====== DATASET EXTRACT

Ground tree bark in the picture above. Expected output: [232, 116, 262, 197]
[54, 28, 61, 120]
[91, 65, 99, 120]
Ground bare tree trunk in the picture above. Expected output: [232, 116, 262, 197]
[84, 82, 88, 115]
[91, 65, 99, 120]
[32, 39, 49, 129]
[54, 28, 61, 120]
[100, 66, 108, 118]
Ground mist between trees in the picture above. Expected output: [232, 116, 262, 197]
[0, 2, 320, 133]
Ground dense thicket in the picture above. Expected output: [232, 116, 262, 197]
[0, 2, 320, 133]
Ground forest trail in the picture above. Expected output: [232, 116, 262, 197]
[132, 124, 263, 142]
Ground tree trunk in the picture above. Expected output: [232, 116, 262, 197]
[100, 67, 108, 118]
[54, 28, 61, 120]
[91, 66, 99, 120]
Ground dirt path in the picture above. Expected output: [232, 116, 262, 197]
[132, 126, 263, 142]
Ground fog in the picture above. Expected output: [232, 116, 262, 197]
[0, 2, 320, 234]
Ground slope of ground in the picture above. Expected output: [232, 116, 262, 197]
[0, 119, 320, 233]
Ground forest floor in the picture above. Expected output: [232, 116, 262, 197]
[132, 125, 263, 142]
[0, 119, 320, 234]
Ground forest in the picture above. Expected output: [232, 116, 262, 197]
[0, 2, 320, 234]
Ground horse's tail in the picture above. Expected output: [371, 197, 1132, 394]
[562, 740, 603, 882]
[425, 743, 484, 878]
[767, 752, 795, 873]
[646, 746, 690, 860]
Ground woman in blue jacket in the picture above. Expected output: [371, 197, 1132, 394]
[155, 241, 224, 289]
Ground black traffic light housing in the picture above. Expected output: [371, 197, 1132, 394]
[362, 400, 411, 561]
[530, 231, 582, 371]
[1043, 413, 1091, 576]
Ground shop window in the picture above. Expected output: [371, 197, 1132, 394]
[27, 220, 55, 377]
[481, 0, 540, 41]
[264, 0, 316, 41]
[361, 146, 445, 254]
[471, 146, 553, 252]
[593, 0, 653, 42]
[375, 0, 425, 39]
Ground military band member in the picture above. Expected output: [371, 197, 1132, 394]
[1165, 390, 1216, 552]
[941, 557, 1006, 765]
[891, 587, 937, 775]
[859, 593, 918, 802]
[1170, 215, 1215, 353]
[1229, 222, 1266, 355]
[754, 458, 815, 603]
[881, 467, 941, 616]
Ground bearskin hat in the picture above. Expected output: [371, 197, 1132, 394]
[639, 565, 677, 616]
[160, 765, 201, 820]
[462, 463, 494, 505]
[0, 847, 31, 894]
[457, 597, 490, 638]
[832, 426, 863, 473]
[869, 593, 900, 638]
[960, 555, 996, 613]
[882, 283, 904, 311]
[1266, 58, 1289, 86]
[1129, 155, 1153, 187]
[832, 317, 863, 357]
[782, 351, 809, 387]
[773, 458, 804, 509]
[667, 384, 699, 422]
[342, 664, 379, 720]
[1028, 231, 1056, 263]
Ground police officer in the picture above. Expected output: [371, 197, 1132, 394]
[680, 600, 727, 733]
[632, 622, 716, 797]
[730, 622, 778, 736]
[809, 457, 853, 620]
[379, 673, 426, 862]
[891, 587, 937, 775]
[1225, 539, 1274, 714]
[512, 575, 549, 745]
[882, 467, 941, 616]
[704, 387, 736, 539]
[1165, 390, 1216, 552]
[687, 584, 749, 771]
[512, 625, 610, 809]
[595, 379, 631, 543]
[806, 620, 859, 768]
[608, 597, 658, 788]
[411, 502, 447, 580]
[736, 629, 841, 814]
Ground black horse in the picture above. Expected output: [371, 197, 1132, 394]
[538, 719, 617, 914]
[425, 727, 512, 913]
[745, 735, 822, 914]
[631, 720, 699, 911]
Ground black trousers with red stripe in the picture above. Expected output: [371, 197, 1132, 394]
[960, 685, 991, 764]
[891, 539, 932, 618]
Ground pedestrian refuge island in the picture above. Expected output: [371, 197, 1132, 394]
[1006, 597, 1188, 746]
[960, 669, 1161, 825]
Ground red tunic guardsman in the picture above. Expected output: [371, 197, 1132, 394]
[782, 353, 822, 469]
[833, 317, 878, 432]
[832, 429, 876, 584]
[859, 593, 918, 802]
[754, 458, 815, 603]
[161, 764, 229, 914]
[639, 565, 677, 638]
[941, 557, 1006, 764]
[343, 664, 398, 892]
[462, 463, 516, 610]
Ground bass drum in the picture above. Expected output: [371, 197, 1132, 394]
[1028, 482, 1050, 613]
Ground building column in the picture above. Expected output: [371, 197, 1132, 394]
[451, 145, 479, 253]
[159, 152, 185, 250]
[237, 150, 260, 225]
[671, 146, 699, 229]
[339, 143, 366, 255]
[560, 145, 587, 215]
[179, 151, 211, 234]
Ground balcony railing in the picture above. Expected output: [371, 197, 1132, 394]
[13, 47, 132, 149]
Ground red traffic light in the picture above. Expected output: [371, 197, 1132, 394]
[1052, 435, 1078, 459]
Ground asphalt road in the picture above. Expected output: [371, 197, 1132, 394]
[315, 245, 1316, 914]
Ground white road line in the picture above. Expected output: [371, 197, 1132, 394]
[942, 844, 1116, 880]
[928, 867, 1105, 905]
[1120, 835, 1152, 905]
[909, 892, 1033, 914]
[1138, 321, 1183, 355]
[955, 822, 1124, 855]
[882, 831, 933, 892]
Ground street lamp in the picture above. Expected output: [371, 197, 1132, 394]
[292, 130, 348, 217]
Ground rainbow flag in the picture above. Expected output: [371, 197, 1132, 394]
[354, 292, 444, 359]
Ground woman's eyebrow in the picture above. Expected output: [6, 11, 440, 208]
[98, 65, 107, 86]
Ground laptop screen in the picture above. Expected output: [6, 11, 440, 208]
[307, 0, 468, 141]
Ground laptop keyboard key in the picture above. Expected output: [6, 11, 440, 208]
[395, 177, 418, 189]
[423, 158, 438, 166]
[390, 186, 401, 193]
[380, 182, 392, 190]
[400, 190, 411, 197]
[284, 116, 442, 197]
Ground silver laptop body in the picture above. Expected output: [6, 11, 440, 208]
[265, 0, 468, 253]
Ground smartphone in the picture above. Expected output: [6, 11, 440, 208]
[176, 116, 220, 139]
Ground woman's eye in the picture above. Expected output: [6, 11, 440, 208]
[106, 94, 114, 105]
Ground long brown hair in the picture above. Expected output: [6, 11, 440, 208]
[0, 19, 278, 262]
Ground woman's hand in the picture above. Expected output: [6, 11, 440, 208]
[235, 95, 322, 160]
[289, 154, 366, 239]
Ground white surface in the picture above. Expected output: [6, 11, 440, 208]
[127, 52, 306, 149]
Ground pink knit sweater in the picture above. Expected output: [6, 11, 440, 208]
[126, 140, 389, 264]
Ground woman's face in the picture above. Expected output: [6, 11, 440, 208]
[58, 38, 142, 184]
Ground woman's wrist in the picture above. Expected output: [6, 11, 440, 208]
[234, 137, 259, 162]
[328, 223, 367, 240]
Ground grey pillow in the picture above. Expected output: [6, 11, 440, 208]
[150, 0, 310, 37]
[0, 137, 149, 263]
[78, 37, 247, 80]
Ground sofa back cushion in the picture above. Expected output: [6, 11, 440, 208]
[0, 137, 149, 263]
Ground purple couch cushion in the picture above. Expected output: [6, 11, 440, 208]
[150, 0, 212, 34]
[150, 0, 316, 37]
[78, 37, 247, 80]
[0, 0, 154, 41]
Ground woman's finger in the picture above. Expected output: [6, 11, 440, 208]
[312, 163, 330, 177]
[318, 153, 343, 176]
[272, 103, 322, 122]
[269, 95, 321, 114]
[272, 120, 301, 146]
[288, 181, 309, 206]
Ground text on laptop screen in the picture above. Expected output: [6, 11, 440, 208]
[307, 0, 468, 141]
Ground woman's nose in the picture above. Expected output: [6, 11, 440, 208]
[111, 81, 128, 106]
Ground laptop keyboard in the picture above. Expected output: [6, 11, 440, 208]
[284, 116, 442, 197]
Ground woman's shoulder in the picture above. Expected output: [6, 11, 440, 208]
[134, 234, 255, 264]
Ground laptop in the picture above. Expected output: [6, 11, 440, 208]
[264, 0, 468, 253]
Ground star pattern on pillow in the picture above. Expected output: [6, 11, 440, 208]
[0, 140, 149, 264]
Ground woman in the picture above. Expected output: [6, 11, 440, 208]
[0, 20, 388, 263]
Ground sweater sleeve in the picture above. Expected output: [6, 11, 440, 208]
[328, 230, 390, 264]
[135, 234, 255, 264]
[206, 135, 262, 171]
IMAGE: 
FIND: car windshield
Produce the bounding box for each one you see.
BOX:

============
====== DATASET EXTRACT

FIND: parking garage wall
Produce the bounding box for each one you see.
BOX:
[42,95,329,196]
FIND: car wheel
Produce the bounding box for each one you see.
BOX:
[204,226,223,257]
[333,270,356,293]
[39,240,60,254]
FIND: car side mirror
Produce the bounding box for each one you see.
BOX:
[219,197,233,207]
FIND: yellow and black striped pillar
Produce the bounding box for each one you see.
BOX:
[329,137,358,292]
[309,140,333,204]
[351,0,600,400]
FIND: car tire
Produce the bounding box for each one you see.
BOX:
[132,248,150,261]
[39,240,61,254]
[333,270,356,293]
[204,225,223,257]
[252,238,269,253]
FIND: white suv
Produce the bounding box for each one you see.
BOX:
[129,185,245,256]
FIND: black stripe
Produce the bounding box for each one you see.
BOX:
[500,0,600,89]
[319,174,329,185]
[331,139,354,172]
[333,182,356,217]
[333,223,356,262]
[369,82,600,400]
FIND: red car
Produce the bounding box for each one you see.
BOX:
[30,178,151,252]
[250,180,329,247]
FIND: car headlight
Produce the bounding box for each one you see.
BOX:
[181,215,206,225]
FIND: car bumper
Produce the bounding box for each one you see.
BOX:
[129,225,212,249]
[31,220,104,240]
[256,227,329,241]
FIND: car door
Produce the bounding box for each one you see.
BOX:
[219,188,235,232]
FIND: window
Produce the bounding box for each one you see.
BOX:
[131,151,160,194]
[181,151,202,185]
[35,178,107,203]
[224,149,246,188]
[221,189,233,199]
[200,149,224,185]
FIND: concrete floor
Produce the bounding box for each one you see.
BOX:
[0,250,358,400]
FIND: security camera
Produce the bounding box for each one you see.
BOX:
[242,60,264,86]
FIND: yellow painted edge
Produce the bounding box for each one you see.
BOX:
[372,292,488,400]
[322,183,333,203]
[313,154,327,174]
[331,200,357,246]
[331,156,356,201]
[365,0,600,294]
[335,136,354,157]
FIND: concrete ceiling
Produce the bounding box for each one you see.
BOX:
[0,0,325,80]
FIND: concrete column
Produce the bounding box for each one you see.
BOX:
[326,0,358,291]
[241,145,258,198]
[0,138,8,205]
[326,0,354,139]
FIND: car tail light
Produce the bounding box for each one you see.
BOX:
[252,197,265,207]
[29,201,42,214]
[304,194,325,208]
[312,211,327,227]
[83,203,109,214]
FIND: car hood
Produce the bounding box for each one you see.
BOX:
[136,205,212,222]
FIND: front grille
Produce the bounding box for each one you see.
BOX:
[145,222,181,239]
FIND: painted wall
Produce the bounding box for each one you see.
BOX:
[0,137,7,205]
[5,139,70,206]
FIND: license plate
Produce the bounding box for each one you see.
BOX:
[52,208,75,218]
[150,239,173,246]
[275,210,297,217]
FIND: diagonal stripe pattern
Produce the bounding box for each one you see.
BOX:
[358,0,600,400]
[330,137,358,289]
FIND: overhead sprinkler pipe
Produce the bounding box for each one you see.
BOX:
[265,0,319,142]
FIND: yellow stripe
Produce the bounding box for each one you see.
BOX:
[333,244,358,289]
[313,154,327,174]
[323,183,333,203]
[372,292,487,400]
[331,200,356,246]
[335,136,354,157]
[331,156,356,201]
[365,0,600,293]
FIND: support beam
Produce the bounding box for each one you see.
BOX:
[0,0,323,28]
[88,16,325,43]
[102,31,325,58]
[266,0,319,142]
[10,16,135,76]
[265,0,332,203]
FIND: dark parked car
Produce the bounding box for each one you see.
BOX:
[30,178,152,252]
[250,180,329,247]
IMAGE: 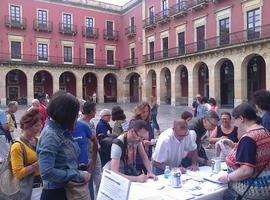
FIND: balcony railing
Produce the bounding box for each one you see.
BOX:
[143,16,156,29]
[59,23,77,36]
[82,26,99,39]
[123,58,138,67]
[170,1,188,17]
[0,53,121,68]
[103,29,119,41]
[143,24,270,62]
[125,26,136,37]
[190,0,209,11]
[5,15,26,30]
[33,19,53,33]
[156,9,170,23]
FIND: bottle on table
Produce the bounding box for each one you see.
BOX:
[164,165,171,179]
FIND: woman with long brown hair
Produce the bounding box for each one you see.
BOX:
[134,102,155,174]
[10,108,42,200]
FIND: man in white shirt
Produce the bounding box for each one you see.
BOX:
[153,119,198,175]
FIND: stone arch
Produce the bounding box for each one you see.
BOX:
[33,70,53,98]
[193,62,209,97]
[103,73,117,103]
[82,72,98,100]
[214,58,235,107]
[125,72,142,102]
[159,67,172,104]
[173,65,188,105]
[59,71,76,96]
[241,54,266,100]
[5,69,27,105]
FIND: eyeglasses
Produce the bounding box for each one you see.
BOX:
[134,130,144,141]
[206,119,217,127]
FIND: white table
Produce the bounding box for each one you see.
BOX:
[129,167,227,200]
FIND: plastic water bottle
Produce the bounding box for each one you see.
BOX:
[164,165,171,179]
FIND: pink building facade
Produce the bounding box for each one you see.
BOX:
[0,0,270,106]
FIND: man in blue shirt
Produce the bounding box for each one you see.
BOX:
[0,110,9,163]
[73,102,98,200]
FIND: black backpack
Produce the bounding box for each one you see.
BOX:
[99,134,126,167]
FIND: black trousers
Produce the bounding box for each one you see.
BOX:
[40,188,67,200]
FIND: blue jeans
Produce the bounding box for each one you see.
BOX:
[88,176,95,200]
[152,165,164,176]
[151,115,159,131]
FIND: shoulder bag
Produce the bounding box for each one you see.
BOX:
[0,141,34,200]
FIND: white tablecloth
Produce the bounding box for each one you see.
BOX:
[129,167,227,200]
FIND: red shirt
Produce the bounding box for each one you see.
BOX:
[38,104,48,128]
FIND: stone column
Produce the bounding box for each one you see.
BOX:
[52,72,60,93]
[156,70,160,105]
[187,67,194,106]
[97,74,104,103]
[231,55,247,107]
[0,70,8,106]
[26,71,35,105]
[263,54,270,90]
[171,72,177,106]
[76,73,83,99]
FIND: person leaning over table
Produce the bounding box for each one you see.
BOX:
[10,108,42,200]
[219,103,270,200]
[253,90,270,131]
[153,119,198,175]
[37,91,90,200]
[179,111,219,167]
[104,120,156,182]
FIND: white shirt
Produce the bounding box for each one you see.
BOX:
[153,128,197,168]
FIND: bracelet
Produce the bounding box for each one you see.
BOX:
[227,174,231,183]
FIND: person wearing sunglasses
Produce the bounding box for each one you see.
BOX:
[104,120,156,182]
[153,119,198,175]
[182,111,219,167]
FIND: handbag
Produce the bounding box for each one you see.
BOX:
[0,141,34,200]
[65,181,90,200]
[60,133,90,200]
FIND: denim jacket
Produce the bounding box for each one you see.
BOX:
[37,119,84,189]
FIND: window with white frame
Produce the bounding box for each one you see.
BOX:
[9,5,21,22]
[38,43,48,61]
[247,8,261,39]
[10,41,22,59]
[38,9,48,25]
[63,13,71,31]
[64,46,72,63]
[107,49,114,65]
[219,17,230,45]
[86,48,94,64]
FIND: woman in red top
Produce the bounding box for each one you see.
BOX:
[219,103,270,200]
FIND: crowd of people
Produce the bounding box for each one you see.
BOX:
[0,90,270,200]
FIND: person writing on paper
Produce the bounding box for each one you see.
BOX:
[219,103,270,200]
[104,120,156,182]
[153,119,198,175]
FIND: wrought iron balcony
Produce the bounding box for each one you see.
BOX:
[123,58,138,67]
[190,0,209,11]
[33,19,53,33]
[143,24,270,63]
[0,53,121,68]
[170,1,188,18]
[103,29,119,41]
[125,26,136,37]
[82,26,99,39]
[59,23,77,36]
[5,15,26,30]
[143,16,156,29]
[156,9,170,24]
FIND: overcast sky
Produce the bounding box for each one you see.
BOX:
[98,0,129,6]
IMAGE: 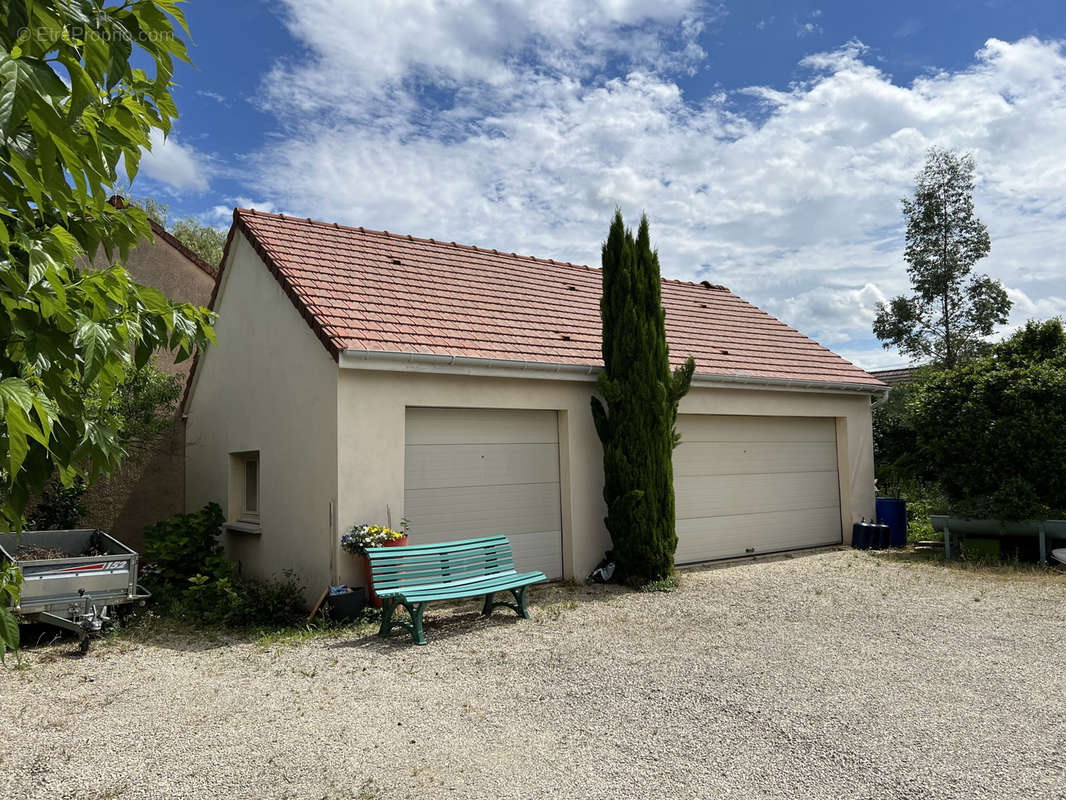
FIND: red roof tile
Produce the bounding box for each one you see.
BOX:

============
====== DATASET EXTRACT

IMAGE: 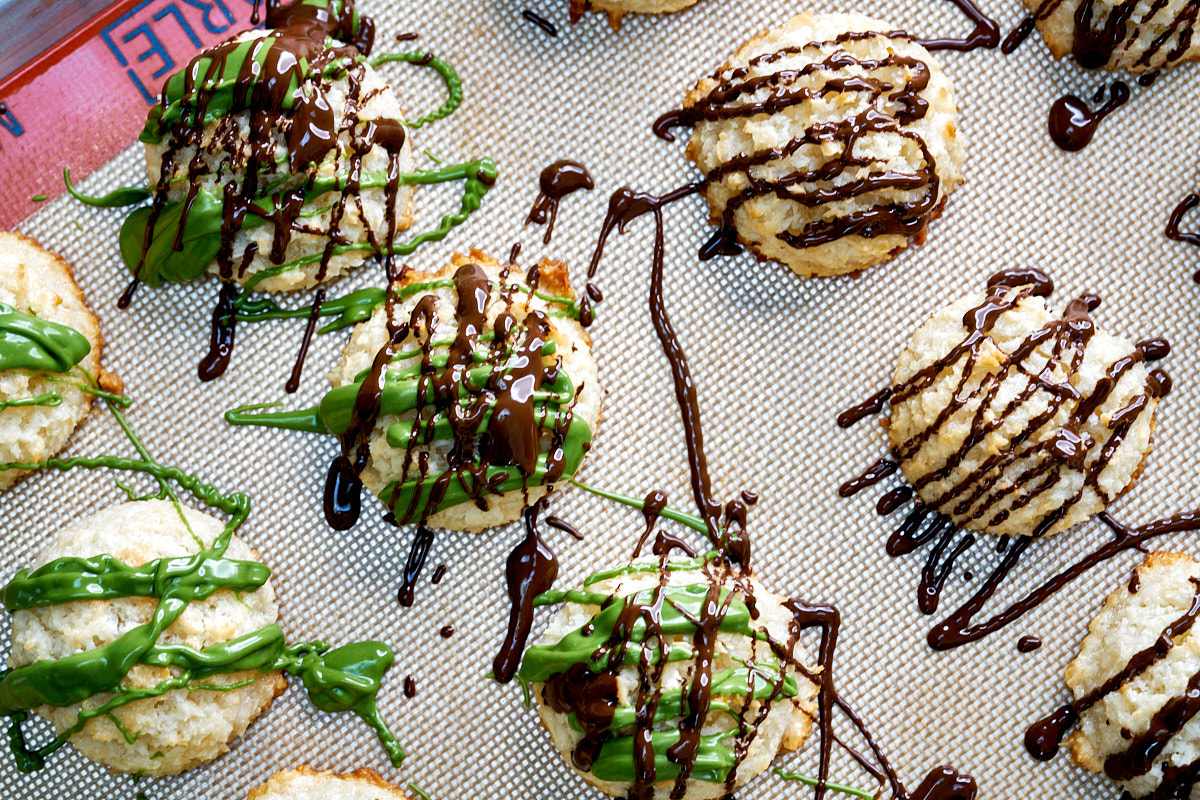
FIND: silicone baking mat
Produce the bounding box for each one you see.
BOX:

============

Please reproduce the items word for word, from the line with "Ground bearskin hat" up to and including the line with "[736, 629, 841, 814]".

Ground bearskin hat in the picture above. Expected output: [371, 197, 1132, 394]
[639, 565, 677, 616]
[160, 765, 201, 820]
[462, 463, 494, 505]
[0, 847, 31, 894]
[457, 597, 490, 638]
[832, 426, 863, 473]
[869, 593, 900, 638]
[960, 555, 996, 613]
[882, 283, 904, 311]
[1266, 58, 1289, 86]
[1129, 155, 1153, 187]
[832, 317, 863, 357]
[782, 351, 809, 387]
[773, 458, 804, 509]
[667, 384, 699, 422]
[342, 664, 379, 720]
[1028, 231, 1056, 263]
Ground police officer in the picture above. Expected output: [371, 197, 1132, 394]
[680, 600, 727, 733]
[632, 622, 716, 797]
[730, 622, 778, 736]
[809, 457, 853, 620]
[379, 673, 426, 862]
[891, 587, 937, 775]
[1225, 539, 1274, 714]
[512, 575, 549, 745]
[882, 467, 941, 616]
[704, 387, 736, 539]
[1165, 390, 1216, 552]
[687, 584, 749, 771]
[512, 625, 610, 809]
[595, 379, 631, 543]
[806, 620, 859, 768]
[608, 597, 658, 788]
[411, 502, 447, 580]
[736, 629, 841, 814]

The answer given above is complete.